> **Opdracht**
Kopieer letterlijk het deel van de tekst over openbaarheid van bestuur dat begint bij de woorden "In het geval", en stop na de woorden "dezelfde zin gaat.".

> **Tekstfragment**
>>>>

Het werd een heel moeizame oefening, waarvan men de verwikkelingen in het rapport van de ngo kan nalezen. Alhoewel de meeste lidstaten een wetgeving hebben i.v.m. de openbaarheid van bestuur (uitzonderingen zijn Luxemburg, Spanje, Cyprus en Malta), kregen ze geen respons van vier landen (Bulgarije, Cyprus, Italië en Portugal), en een weigering van zes, waaronder België, Frankrijk, Duitsland en Spanje. (De redenen door België aangegeven waren: schade voor de internationale betrekkingen, het publiek maken van persoonlijke opinies van regeringsfunctionarissen, en de kans dat niet gefinaliseerde documenten verkeerd begrepen worden.)
In het geval van Nederland en Groot-Brittannië tekende Access Info Europe verzet aan tegen een aantal argumenten waarom men documenten niet wou publiek maken, en dit leidde in het Nederlandse geval tot een partiële openbaring van 13 documenten, evenwel met ingrepen waar het de namen van andere lidstaten betrof. Hieruit bleek dat Nederland in het algemeen positief staat t.o.v. grotere transparantie, en daarin achter een resolutie van het Europees Parlement staat die in dezelfde zin gaat.

<<<<

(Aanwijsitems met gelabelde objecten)
>>>>

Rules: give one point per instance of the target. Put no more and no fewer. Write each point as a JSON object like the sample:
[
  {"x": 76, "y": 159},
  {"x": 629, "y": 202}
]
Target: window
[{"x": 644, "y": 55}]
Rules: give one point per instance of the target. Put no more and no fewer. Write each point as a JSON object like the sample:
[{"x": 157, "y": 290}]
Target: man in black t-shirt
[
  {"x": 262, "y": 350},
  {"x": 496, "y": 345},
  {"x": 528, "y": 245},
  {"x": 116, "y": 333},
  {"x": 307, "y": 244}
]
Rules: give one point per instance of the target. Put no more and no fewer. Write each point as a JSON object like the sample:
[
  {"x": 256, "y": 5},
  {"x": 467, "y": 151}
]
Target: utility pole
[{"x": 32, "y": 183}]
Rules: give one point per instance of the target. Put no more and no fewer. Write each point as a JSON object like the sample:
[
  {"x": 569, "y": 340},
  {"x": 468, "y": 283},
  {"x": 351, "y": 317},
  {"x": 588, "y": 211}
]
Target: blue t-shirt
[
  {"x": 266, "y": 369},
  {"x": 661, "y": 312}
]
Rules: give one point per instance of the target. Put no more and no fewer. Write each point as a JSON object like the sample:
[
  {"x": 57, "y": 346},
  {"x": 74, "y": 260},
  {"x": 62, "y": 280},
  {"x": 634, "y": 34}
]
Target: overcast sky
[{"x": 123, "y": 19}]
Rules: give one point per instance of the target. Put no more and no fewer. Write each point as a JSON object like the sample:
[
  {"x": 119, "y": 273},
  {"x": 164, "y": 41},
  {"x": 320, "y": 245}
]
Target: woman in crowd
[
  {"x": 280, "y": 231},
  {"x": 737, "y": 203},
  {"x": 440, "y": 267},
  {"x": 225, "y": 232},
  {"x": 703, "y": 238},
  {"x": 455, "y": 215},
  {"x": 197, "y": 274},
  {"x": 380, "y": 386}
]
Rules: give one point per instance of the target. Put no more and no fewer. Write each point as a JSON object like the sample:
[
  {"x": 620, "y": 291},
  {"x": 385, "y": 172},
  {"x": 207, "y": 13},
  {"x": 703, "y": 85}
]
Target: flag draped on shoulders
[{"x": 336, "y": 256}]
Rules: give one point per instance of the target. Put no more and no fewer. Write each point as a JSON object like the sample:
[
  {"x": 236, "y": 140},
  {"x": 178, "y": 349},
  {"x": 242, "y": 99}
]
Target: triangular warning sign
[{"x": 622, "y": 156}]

<<<<

> **Resultaat**
In het geval van Nederland en Groot-Brittannië tekende Access Info Europe verzet aan tegen een aantal argumenten waarom men documenten niet wou publiek maken, en dit leidde in het Nederlandse geval tot een partiële openbaring van 13 documenten, evenwel met ingrepen waar het de namen van andere lidstaten betrof. Hieruit bleek dat Nederland in het algemeen positief staat t.o.v. grotere transparantie, en daarin achter een resolutie van het Europees Parlement staat die in dezelfde zin gaat.